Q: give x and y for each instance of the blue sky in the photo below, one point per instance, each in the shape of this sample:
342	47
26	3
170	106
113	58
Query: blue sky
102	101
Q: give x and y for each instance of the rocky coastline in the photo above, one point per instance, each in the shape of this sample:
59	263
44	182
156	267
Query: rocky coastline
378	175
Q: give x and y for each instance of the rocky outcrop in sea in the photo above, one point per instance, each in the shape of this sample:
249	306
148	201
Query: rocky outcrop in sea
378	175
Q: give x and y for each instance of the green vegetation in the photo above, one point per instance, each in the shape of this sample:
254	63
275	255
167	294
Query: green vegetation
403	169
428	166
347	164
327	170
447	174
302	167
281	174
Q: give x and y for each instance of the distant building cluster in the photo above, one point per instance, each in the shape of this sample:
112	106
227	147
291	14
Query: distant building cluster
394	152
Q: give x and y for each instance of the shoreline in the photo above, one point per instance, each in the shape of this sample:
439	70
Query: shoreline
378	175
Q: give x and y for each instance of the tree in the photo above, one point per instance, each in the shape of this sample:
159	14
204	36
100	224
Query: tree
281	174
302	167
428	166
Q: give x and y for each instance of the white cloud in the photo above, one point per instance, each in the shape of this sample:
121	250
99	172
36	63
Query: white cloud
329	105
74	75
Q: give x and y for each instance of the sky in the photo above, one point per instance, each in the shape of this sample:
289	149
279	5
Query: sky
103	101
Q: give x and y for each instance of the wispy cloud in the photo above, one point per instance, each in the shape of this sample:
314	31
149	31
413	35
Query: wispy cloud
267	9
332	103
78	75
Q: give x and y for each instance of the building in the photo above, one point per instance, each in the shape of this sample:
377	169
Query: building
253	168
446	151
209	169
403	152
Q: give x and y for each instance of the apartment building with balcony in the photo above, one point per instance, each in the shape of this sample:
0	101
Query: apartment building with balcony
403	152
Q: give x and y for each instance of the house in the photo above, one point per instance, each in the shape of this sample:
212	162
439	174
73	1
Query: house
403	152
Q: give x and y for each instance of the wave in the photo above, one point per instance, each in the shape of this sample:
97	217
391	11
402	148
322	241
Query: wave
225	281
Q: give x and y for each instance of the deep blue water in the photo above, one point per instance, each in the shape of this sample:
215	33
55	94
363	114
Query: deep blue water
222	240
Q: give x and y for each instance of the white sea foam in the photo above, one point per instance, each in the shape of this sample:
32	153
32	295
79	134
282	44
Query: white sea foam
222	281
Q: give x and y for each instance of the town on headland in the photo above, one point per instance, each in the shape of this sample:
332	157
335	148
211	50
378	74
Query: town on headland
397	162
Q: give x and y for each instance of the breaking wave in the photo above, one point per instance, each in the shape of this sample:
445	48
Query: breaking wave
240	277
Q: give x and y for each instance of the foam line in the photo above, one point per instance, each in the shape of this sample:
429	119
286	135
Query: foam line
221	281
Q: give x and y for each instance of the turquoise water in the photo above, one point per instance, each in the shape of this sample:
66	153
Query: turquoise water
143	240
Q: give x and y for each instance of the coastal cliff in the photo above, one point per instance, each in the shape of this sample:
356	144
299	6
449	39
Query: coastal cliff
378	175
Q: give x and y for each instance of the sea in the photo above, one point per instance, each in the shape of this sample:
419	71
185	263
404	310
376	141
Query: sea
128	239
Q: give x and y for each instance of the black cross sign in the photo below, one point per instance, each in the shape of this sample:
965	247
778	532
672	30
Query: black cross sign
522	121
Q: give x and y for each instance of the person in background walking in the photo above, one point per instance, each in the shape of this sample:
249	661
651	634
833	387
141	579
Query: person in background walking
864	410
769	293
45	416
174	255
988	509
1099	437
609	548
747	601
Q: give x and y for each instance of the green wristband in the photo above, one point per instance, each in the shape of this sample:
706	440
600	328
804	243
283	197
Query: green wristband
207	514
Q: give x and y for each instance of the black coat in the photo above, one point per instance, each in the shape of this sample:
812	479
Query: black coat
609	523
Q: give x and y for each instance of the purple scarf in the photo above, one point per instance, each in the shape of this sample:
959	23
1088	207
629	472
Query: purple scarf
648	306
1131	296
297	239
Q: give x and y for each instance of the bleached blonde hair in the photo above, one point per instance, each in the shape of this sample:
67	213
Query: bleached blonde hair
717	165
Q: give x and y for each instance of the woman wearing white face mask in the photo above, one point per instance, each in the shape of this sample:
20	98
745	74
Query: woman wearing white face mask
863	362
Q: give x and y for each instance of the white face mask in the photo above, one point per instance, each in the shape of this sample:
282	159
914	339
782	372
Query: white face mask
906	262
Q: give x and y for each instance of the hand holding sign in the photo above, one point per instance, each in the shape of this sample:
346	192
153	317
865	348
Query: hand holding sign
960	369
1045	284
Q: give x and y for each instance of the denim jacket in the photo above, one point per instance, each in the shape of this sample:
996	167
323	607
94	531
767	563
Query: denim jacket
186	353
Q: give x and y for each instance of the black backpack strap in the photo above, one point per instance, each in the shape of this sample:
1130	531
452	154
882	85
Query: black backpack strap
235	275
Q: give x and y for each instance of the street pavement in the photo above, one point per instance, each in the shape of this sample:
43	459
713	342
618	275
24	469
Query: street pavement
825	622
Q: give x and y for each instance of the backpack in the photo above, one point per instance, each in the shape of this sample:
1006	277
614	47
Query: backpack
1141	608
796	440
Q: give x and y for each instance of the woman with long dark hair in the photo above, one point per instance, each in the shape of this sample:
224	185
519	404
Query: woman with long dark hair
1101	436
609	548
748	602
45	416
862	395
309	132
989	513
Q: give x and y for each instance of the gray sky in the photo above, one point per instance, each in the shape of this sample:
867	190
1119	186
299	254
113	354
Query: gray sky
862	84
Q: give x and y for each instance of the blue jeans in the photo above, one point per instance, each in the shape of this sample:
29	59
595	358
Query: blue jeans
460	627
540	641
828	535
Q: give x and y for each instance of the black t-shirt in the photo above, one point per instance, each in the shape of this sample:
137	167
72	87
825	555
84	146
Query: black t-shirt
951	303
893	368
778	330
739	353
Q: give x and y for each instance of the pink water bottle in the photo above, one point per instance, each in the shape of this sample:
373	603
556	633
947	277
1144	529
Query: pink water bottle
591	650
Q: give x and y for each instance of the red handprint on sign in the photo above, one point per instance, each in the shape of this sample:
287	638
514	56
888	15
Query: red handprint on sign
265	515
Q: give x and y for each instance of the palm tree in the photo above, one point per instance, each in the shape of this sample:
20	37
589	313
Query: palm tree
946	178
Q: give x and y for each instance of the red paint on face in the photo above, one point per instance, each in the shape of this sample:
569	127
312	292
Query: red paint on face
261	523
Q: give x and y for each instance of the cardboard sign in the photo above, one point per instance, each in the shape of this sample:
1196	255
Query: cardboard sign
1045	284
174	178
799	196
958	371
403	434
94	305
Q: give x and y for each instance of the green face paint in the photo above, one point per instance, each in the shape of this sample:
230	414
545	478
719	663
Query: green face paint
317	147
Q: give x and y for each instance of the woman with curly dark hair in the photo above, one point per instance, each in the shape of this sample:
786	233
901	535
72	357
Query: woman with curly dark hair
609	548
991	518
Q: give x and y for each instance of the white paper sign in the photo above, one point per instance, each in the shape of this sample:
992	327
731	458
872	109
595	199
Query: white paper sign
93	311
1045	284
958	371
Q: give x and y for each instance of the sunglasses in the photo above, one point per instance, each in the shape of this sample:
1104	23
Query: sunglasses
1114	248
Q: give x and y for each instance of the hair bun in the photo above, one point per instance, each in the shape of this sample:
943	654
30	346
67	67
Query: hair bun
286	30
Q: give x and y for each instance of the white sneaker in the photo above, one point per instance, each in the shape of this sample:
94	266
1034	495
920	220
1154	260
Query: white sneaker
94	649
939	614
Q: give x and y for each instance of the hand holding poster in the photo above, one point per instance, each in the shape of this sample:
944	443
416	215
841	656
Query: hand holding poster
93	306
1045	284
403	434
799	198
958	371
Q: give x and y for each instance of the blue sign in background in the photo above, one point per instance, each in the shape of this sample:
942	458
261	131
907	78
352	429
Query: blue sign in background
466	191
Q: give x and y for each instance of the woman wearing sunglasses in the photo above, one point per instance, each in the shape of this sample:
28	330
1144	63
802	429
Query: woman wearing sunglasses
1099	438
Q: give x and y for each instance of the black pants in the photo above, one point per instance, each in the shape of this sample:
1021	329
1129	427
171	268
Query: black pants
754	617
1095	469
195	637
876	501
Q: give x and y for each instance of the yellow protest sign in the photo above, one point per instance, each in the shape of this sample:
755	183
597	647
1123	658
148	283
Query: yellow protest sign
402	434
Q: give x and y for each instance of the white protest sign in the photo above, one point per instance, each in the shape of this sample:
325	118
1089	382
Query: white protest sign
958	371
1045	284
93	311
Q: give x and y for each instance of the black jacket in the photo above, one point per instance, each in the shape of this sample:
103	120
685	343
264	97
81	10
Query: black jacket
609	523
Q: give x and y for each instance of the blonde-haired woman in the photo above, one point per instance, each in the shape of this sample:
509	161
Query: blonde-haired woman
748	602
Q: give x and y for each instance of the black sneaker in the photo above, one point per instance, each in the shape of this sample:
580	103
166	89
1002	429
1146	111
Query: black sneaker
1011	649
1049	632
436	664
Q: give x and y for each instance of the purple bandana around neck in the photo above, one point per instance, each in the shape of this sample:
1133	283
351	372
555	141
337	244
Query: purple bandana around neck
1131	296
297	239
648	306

· · · · · · ·

## [Task instructions]
Could you reproduce the listing from the line containing "the black sneaker" through the end, replacing "purple" with "red" and leaving everything else unchanged?

## [Solution to the exercise]
Q: give x and y for each instance of the black sneaker in the photo above, one point per instance, each in the shape of this sample:
580	103
166	89
1002	429
1146	111
Query: black sneaker
1011	649
1049	632
436	664
Q: give x and y for each instance of the red bandana around neck in the photo above, one point per instance, each in the shape of this sample:
1133	283
351	372
555	141
337	244
Query: red bandana around neck
1131	296
297	239
648	306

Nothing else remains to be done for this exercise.